The opioid crisis, mental health and childhood obesity are three key focus areas of the Department of Health and Human Services (HHS), according to Secretary Tom Price, MD, speaking at the National Drug Abuse & Heroin Summit in Atlanta on Wednesday.
“It’s important that we reckon with the reality of the crisis,” Price said. “It’s not a time to sugar-coat any of the facts. The millions of Americans who are struggling with addiction today don’t have time for that.
National statistics show that overdose in the United States causes 52,000 lives lost each year, which is equal to the total lives lost in the 12 or so years of the Vietnam War. The country is enduring a Vietnam War every single year, he said.
According to Price, HHS leaders and the president aim to address the crisis head-on.
“President Trump cares about it a lot and believes deeply in this battle,” Price said.
The HHS strategy includes improving access to treatment, use of naloxone, improved surveillance of epidemic and clinical advancements in addiction research and pain management. Price underlined the $500 million federal investment that is being implemented this year through the Comprehensive Addiction and Recovery Act and the 21st Century Cures Act, which passed in 2016.
Through the two laws, HHS is providing $485 million in grants to all 50 states through the State Targeted Response to the Opioid Crisis Grants administered by SAMHSA. Funding will support prevention, treatment, and recovery services, based on state rates of overdose deaths and unmet need for opioid addiction treatment. Specific state amounts can be found here.

-------

▶ **WORK ORDER 1**: From the article on the opioid crisis, repeat word for word the stretch from "The opioid crisis, mental" through "year, he said.".
▶ **WORK ORDER 2**: Render the following sentence from the article on the opioid crisis into Spanish: "According to Price, HHS leaders and the president aim to address the crisis head-on."

Region pointing rows:

-------

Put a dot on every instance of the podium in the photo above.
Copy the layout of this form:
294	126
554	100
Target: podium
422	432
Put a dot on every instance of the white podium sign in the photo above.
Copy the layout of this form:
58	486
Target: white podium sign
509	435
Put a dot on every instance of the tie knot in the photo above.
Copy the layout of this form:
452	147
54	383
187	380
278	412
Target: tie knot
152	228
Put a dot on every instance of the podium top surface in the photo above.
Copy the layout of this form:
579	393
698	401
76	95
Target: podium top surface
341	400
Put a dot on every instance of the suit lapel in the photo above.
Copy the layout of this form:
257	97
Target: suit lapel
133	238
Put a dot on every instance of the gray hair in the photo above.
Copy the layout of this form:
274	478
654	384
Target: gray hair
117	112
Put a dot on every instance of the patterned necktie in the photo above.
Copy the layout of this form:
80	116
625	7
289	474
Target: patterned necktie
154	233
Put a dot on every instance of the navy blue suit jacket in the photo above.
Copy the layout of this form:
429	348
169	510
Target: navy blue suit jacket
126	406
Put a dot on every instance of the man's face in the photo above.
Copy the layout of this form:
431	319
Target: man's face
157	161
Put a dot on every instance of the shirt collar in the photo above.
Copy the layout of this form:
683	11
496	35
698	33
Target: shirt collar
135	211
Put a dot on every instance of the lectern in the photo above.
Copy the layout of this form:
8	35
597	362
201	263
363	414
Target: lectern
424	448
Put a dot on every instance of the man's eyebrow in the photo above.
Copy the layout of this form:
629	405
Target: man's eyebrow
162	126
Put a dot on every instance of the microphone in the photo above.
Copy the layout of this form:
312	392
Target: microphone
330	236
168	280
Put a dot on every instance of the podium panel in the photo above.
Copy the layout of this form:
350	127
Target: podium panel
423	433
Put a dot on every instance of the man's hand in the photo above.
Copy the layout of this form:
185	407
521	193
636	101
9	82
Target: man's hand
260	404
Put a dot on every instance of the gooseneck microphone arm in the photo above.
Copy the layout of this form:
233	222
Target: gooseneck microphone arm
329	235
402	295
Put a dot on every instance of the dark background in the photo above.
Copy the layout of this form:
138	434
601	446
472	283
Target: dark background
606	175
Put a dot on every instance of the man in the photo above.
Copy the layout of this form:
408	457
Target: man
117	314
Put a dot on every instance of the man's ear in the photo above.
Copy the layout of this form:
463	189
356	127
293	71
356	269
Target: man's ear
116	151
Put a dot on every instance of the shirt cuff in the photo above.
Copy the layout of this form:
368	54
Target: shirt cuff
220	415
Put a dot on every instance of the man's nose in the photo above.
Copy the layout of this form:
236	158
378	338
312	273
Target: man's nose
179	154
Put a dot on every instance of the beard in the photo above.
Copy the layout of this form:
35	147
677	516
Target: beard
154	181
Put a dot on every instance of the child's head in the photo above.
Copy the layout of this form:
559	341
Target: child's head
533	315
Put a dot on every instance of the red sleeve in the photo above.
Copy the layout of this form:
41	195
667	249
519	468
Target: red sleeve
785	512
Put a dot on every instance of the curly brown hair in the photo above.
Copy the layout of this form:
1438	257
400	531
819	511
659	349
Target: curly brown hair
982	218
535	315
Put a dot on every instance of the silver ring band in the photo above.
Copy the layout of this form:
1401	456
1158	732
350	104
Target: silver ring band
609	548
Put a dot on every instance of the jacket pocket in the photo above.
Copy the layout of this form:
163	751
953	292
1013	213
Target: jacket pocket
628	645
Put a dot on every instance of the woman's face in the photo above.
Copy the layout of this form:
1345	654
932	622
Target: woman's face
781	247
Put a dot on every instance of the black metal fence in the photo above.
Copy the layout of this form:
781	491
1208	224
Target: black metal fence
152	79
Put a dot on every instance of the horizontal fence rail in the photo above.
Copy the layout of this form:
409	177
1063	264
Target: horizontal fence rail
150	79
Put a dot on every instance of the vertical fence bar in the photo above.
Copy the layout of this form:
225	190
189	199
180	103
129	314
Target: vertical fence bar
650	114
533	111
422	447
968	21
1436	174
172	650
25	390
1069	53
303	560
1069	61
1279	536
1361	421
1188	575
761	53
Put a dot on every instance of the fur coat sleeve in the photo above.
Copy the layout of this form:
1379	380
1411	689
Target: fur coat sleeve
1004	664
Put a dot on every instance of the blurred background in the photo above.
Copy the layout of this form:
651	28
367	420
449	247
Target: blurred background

-------

▶ **TASK ANSWER 1**:
The opioid crisis, mental health and childhood obesity are three key focus areas of the Department of Health and Human Services (HHS), according to Secretary Tom Price, MD, speaking at the National Drug Abuse & Heroin Summit in Atlanta on Wednesday.
“It’s important that we reckon with the reality of the crisis,” Price said. “It’s not a time to sugar-coat any of the facts. The millions of Americans who are struggling with addiction today don’t have time for that.
National statistics show that overdose in the United States causes 52,000 lives lost each year, which is equal to the total lives lost in the 12 or so years of the Vietnam War. The country is enduring a Vietnam War every single year, he said.

▶ **TASK ANSWER 2**: Según Price, los líderes del HHS y el presidente se proponen enfrentar la crisis de frente.